▶ _BRANO ESTRATTO_:
++++++

I tre paradossi delle lenti oftalmiche

Incidono per oltre il 50% del fatturato di un centro ottico, ma non trovano spesso la giusta visibilità in negozio; hanno un elevato livello di personalizzazione, senza una evidente valorizzazione; e spicca una forbice tra valore e pezzi venduti, soltanto apparente: sono le particolarità che porta con sé il principale business del nostro retail

Esistono almeno tre paradossi riguardo la lente oftalmica.

Nella grande distribuzione lo scaffale è studiato scientificamente per poter dare lo spazio giusto ai prodotti più venduti e pubblicizzati. Nell’ottica la lente oftalmica in vetrina e in negozio è ancora perlopiù invisibile, trasparente come la sua natura stessa. Rappresenta oltre il 50% del fatturato di un centro ottico, non fa magazzino, si compra sul venduto, è concesso il più delle volte sbagliare per ottenerne una nuova. Se fosse un personaggio delle fiabe, sarebbe Cenerentola che ramazza e va al ballo di nascosto. Nessun tentativo di darle dignità di presenza e di immagine ha per il momento rotto questo incantesimo. Neppure l’ottico più professionale è riuscito a entrare nel ruolo del principe.

Una lente oftalmica è, salvo il premontato, pur sempre fatta su misura dopo una attenta valutazione del caso visivo che si ha di fronte. In base alla ricetta dell’ottico, l’industria o il laboratorio che la prende in carico si assume l’onere di una produzione altamente sofisticata, con una serie smisurata di passaggi per personalizzarla secondo le esigenze del cliente. Nessun articolo da prendere sullo scaffale, solo professionalità, tecnologia, esperienza e attenzione al processo. Eppure, cosa fa l’ottica? Almeno una parte di essa la riduce al ruolo di bottone di plastica, senza l’ambizione e la competenza di spiegare al portatore quanto tempo e denaro si sia investito per metterla davanti ai suoi occhi e fargli vedere meglio.

Da molti anni il mercato ufficiale dell’oftalmica si dichiara piatto sulla quantità di lenti vendute in Italia, ma in crescita sul suo valore. Sarebbe una buona notizia se il perdurare di tale situazione non portasse a credere che prima o poi il gioco si potrebbe rompere. Il 2022 sembra confermare la tendenza, con un segno meno evidente davanti ai pezzi e fortunatamente ancora un ottimo più per quanto riguarda il valore.

++++++

Voci elencate in un set di dati:

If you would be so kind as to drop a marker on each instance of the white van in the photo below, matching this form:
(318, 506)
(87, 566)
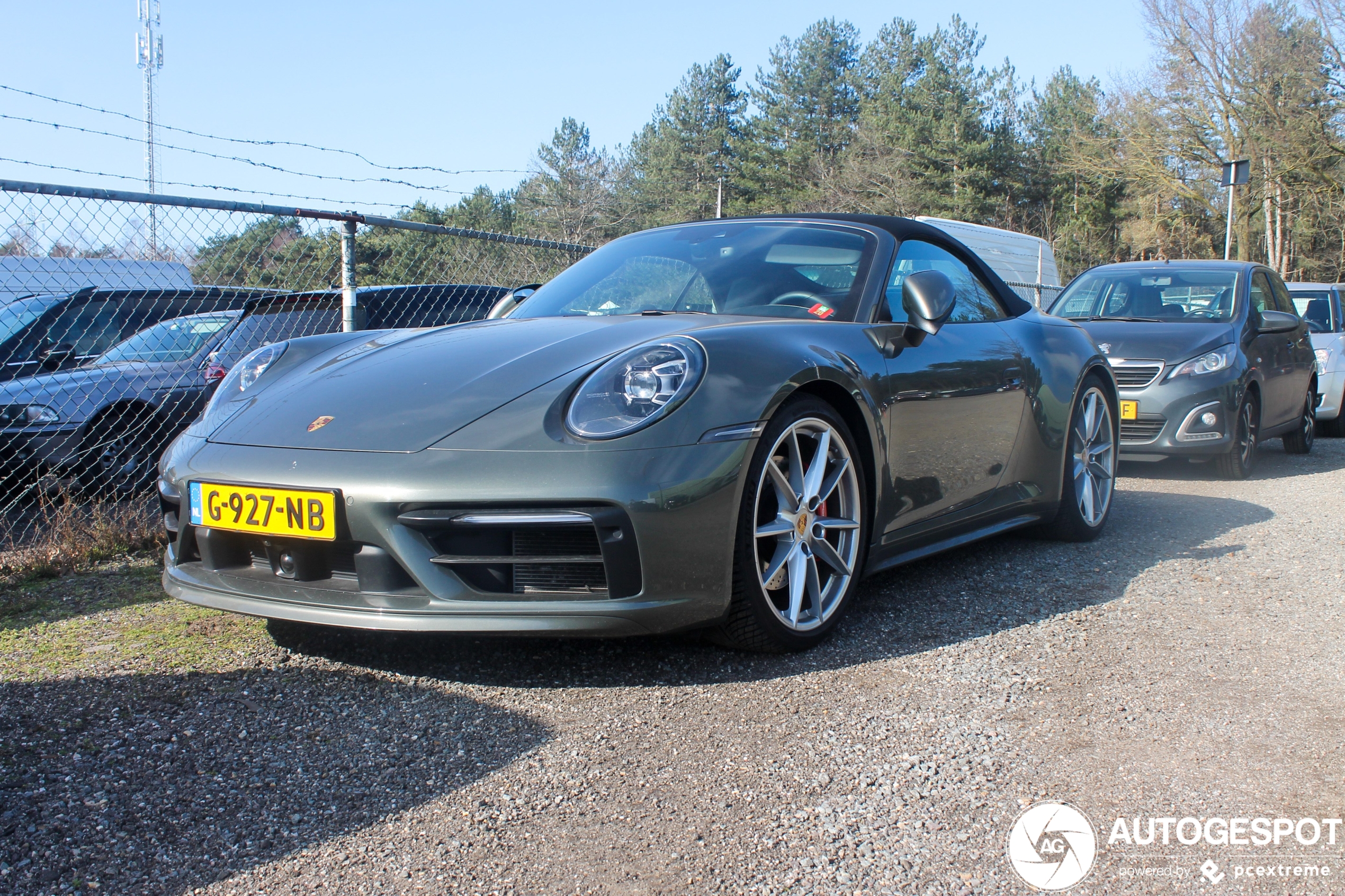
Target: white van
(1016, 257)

++++++

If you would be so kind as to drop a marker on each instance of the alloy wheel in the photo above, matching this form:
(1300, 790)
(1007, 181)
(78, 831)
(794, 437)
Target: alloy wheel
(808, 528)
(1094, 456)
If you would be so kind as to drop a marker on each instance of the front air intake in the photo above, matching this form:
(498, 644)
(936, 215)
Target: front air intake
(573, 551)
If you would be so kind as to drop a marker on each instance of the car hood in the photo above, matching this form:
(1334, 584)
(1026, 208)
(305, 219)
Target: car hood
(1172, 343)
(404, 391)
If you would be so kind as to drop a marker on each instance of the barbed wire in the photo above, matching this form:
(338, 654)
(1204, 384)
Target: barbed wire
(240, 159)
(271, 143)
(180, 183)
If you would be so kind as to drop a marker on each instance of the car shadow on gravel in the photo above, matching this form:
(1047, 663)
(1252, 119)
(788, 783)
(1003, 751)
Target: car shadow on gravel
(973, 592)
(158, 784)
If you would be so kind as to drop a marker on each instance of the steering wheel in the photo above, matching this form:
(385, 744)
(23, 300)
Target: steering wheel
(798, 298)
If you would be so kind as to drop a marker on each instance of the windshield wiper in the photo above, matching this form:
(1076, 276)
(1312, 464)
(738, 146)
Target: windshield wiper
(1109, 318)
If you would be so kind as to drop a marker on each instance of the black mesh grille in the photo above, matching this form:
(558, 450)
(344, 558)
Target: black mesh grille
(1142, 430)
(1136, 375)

++++++

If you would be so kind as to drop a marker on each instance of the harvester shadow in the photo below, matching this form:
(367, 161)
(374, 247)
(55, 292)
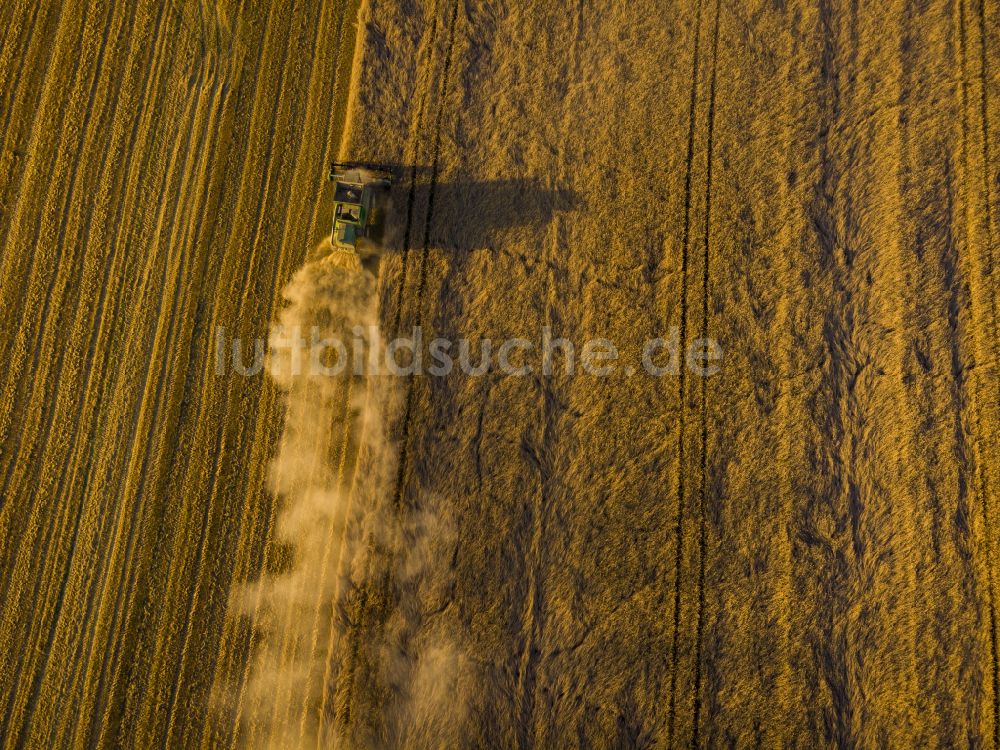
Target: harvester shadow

++++++

▶ _COMPITO A_:
Rispondi per favore a queste domande sul brano relativo alle lenti oftalmiche:
(i) Quale quota del fatturato di un centro ottico rappresenta la lente oftalmica?
(ii) A quale personaggio delle fiabe viene paragonata la lente?
(iii) A quale oggetto una parte dell'ottica riduce la lente?
▶ _COMPITO B_:
Indica se ciascuna affermazione concorda con il brano relativo alle lenti oftalmiche, con sì o no e le parole decisive del brano citate tra virgolette:
(i) La lente oftalmica fa magazzino.
(ii) Il mercato ufficiale dell'oftalmica si dichiara in crescita sul valore.
(iii) Il 2022 sembra smentire la tendenza del mercato.
Le righe sono materiale a sé stante, separato dal brano.

▶ _RISPOSTA A_:
(i) Oltre il 50%.
(ii) Cenerentola.
(iii) A un bottone di plastica.

▶ _RISPOSTA B_:
(i) No: "non fa magazzino".
(ii) Sì: "ma in crescita sul suo valore".
(iii) No: "Il 2022 sembra confermare la tendenza".